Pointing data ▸
========================

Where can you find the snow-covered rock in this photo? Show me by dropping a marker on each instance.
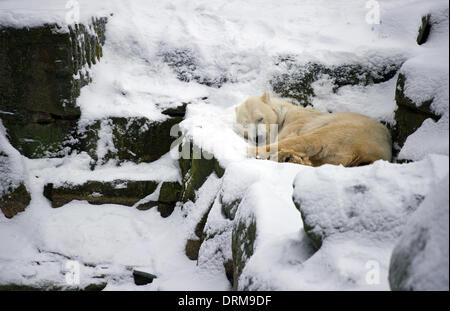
(420, 259)
(14, 196)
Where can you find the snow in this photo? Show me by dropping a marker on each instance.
(232, 45)
(12, 172)
(362, 211)
(424, 244)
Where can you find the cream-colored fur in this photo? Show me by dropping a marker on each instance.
(310, 137)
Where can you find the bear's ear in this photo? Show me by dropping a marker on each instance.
(266, 98)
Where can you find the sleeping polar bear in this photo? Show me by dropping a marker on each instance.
(309, 137)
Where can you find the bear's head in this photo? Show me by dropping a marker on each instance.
(258, 119)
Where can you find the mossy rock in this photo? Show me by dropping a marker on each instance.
(170, 192)
(424, 30)
(409, 116)
(51, 287)
(196, 166)
(192, 248)
(135, 139)
(295, 80)
(15, 201)
(242, 246)
(187, 67)
(122, 192)
(169, 195)
(38, 88)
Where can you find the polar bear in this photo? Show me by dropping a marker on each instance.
(309, 137)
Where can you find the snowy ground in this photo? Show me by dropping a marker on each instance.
(232, 41)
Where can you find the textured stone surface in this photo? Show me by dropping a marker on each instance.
(42, 71)
(409, 116)
(15, 201)
(136, 139)
(195, 169)
(424, 30)
(294, 80)
(123, 192)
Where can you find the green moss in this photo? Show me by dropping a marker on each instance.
(37, 78)
(196, 169)
(51, 287)
(120, 192)
(170, 192)
(135, 139)
(409, 116)
(242, 246)
(315, 237)
(230, 209)
(295, 79)
(424, 30)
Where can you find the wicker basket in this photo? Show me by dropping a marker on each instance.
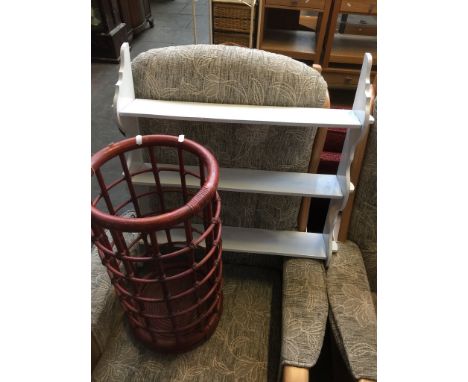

========================

Set task ▸ Find every line in the data above that contains the word "Where" and copy each one.

Solution to this task ▸
Where can you find the snow-covered rock in this photo? Show me by dropping a marker on each instance.
Where can you find the snow in this photo? Show me by dropping a marker on each instance.
Where can you find the cream-colored fur in this photo? Show me by dropping a marker on each instance.
Where can you find the bear's ear in this photo? Show me by dropping a marker on each instance.
Where can you find the sleeping polar bear in this photo? Show me by dropping a marker on each instance.
Where can you find the bear's head in this photo? Show me by dropping a marker on each instance.
Where can you find the mossy rock in this photo? Show me by dropping a marker on each instance.
Where can you find the polar bear in this photo? Show me by dropping a marker on each instance.
Where can you find the snowy ground in this photo? Show me by dropping a marker on each instance.
Where can you find the textured stone surface in this photo? Show me by dropping a marker on each instance.
Where can you find the green moss in this photo? Show me by dropping a marker on each instance.
Where can you find the wicker basket in this photo? Show me by dropping a marker on each instance.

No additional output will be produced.